[BEGIN Material provided]

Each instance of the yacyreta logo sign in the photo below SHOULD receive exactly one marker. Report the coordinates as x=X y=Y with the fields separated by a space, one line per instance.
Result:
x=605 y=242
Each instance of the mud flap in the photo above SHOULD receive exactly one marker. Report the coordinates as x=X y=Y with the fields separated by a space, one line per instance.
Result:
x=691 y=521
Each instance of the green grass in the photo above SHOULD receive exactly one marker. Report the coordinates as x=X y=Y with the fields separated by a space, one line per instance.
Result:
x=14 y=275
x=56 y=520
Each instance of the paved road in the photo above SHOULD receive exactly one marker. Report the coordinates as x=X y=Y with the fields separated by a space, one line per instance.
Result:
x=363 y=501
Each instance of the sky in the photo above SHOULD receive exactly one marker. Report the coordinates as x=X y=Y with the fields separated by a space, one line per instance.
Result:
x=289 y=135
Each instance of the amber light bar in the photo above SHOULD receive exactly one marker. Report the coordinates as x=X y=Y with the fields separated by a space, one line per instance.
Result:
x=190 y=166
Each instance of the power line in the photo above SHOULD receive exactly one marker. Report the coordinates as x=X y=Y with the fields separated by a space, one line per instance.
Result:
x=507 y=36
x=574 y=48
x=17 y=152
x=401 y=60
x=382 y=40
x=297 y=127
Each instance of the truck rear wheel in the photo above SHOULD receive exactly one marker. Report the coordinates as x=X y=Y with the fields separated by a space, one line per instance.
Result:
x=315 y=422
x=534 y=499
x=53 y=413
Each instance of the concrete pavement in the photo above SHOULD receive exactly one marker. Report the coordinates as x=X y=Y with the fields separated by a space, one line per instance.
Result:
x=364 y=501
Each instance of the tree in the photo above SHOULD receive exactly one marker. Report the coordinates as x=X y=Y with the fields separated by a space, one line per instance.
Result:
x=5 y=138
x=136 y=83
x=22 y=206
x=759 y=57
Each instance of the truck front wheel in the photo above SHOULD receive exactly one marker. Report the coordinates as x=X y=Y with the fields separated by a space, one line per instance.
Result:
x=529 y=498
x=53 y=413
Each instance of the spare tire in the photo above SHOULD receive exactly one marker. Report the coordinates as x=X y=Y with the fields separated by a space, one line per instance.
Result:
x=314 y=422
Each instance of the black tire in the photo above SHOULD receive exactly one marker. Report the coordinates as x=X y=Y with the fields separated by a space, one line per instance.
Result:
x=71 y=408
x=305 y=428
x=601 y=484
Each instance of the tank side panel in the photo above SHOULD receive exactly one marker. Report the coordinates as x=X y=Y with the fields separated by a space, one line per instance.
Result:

[END Material provided]

What needs to be done -> Give again the lines from the line holding "Each instance of the power" through the close of the listing, both included, exactly as written and with nothing else.

Output ->
Each instance of the power line in the photo above SHOULD receive exactly one marker. Report the coordinates as x=X y=Y with the fields separated by a space, one line per instance.
Result:
x=507 y=36
x=574 y=48
x=17 y=152
x=401 y=60
x=382 y=40
x=297 y=127
Each instance of the truck rear wheel in the photo above SHOULD receive exactly one marker. Report the coordinates as x=X y=Y with the fields separated by a space, one line per instance.
Result:
x=315 y=422
x=534 y=499
x=53 y=413
Each instance of the concrete pavement in the photo above SHOULD receive exactly one marker. Report the coordinates as x=X y=Y with the fields separated by a space, one line per instance.
Result:
x=364 y=501
Each instance of the tree in the photo above SHOULD receive exactly one marker. Report the coordinates as x=X y=Y with the fields separated by a space, one line per instance.
Result:
x=5 y=138
x=136 y=83
x=22 y=206
x=759 y=57
Each instance of the truck front wheel in the photo above SHOULD receive exactly one marker. Report the coordinates as x=X y=Y with the fields separated by a space, one line per instance.
Result:
x=529 y=498
x=53 y=413
Each instance of the spare tire in the photo above SHOULD receive exactly one marker. Report the coordinates as x=X y=Y with the fields separated by a space, one line per instance.
Result:
x=314 y=422
Each instance of the black tire in the photo above SHOULD receive exactly one marker. Report the coordinates as x=X y=Y with the fields separated by a space, one line per instance.
Result:
x=71 y=408
x=305 y=428
x=601 y=484
Each instance of the tank side panel in the photo above SHOULD receive exactly one marker. Report the coordinates as x=X y=Y with the fields separated by a space, one line per instance.
Result:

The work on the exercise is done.